*PROBLEM*. Pick out each line in the records below that contains the string "facade", and copy those lines. Matching is case-sensitive.

Dataset excerpt
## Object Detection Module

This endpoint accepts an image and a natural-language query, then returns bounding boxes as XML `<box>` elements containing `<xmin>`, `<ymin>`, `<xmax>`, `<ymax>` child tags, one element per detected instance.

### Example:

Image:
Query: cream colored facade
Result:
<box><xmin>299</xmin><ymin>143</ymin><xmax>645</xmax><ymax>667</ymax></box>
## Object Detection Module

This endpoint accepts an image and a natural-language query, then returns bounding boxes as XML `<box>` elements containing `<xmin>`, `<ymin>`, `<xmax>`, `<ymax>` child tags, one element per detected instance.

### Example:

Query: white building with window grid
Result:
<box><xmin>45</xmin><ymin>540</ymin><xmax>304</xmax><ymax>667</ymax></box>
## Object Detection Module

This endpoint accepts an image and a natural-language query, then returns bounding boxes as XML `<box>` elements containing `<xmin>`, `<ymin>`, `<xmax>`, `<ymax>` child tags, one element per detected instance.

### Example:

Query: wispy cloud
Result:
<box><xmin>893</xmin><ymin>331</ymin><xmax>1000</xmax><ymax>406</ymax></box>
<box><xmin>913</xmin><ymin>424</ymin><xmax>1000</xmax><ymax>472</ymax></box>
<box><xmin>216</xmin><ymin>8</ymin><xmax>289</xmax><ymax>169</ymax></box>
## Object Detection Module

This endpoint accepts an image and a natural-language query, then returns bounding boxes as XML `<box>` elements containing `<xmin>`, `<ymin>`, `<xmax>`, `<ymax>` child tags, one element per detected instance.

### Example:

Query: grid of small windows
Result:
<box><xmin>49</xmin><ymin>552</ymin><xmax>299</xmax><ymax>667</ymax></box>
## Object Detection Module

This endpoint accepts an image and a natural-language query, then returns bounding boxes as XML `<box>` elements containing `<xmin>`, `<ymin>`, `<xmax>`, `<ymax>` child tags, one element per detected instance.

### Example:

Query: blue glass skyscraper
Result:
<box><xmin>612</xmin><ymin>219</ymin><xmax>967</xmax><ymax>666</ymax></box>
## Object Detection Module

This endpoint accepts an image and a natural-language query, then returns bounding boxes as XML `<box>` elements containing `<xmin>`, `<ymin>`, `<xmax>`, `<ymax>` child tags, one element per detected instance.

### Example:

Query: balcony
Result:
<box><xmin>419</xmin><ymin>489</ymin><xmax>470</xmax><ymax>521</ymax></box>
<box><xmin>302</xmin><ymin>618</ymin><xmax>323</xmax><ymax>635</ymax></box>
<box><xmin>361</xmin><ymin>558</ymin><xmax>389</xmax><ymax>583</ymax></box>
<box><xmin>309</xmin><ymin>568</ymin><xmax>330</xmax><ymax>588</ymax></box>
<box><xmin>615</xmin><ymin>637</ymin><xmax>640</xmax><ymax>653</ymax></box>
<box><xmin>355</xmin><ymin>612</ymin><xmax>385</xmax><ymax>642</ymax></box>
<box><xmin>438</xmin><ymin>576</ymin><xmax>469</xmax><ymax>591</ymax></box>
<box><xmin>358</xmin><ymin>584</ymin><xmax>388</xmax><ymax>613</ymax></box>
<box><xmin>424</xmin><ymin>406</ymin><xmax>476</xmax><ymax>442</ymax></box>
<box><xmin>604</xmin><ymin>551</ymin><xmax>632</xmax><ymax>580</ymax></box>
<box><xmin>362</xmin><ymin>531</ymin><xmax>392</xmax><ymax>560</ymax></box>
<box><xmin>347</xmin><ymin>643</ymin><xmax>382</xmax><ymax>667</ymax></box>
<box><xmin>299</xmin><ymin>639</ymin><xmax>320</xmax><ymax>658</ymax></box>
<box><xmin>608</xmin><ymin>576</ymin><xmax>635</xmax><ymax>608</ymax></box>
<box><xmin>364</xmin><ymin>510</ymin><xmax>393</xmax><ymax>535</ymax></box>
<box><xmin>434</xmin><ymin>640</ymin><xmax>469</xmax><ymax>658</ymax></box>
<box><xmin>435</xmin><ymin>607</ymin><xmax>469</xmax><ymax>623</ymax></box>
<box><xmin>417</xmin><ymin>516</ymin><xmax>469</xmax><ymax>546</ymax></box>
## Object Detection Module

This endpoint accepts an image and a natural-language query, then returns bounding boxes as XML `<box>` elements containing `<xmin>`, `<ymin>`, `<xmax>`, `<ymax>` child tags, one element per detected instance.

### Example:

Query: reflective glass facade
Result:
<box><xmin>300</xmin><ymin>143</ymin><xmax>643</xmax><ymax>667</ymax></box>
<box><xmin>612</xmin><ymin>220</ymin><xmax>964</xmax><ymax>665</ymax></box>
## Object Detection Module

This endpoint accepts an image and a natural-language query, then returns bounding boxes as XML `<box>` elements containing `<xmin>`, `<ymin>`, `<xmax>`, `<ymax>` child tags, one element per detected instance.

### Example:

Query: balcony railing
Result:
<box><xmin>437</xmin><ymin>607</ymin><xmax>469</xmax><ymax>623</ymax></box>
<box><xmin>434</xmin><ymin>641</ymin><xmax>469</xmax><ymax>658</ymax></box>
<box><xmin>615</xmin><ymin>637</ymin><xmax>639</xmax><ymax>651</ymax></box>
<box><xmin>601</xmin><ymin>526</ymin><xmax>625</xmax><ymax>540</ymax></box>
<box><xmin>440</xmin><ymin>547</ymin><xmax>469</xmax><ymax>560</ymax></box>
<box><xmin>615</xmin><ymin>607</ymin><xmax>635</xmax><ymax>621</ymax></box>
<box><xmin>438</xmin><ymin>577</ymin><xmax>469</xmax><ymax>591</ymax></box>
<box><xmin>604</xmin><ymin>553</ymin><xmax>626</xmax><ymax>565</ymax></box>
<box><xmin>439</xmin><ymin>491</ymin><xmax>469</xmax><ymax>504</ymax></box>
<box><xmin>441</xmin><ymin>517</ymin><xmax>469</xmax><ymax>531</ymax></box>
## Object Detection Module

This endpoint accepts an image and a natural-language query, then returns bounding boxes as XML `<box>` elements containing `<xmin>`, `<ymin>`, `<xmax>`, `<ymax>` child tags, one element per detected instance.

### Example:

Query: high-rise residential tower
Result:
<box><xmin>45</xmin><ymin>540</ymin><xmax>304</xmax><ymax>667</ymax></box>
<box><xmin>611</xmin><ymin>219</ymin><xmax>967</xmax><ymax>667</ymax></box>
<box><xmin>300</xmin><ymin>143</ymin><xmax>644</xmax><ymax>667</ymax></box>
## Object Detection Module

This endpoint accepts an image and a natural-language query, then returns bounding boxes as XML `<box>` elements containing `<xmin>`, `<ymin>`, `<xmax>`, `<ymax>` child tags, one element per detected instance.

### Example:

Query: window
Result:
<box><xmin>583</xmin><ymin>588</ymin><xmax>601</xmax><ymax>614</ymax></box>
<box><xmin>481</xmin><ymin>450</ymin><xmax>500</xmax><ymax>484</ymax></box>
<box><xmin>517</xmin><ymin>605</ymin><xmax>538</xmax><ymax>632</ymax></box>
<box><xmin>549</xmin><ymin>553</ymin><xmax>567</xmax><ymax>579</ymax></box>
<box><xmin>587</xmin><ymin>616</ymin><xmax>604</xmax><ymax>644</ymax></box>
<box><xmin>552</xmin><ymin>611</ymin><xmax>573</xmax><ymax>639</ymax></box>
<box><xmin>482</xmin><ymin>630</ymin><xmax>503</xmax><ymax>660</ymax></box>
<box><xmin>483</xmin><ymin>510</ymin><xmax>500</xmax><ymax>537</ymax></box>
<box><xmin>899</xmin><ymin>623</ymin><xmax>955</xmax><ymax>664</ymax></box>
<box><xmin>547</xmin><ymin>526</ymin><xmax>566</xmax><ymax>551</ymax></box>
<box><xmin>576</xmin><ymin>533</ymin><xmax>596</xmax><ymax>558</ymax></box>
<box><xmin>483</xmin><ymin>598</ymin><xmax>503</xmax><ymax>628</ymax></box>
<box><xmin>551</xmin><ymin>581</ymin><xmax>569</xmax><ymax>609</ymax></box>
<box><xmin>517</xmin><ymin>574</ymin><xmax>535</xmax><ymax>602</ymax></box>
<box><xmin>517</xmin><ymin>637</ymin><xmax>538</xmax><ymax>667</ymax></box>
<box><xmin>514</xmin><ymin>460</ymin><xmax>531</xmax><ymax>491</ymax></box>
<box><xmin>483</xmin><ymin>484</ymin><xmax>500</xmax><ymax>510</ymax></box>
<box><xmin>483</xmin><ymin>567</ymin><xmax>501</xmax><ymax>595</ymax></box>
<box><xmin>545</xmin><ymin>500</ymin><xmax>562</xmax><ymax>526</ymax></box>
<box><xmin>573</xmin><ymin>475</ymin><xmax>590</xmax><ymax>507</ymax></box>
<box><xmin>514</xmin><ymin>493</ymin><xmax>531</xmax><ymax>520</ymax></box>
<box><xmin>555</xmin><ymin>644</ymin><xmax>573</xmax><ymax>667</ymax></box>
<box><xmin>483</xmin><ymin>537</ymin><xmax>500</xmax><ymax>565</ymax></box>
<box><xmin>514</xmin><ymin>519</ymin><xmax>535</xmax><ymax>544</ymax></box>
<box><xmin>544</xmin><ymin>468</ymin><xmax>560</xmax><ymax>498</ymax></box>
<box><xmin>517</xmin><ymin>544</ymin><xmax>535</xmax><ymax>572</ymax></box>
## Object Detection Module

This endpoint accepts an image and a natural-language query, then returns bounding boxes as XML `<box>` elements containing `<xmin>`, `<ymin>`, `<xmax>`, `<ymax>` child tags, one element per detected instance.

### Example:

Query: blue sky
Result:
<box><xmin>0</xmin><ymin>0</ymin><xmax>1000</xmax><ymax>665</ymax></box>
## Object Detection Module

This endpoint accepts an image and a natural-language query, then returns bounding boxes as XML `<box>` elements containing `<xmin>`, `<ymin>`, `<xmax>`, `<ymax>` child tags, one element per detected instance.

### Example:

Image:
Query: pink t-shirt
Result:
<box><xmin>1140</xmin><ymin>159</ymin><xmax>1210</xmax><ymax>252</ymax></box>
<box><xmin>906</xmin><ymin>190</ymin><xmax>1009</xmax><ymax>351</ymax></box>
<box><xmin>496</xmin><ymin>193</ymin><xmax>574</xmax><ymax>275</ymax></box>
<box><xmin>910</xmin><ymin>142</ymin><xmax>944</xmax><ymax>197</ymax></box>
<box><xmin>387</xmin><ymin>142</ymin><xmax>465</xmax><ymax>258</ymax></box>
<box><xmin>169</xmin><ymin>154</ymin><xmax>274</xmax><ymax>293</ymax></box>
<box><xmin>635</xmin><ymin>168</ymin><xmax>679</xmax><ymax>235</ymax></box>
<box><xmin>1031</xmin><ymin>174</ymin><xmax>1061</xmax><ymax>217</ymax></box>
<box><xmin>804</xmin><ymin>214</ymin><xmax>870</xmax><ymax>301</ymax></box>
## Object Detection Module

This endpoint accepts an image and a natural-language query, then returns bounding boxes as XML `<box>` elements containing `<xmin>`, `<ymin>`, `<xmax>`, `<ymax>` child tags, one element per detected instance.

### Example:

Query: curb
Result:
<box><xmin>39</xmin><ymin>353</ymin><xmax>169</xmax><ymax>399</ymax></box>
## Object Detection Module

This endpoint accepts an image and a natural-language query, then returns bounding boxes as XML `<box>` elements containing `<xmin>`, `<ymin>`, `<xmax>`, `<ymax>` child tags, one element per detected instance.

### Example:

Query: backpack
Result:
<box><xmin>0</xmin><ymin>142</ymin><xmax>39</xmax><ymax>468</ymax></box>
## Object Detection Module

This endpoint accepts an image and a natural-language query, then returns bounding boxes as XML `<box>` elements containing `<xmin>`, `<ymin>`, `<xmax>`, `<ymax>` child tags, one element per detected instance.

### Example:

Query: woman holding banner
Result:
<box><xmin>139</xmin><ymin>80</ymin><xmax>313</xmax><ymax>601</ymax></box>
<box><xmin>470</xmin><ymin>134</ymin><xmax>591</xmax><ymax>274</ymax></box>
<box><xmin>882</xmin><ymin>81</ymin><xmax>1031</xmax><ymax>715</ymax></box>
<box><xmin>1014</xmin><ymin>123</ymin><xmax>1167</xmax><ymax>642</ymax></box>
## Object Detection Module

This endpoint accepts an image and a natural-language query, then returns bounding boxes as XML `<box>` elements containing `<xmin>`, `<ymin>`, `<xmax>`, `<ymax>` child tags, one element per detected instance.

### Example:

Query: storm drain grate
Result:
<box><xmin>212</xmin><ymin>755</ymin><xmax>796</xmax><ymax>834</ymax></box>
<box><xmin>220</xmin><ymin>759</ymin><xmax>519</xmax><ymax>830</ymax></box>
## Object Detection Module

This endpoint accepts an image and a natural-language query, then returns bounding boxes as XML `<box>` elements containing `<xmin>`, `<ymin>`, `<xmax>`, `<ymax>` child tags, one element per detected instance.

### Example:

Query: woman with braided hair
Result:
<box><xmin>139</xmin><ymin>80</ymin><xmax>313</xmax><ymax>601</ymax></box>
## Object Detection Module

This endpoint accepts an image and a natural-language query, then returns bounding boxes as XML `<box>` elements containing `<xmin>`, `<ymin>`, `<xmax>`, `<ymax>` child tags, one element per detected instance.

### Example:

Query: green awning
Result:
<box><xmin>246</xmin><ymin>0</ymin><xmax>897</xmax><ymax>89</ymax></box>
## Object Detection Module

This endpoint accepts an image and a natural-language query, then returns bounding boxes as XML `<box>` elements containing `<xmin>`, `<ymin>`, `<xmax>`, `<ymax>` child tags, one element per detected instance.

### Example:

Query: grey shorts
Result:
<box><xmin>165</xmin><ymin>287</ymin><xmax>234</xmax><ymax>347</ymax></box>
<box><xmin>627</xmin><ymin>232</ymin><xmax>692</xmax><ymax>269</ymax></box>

*WRITTEN RESPONSE*.
Query: cream colored facade
Query: reflective glass facade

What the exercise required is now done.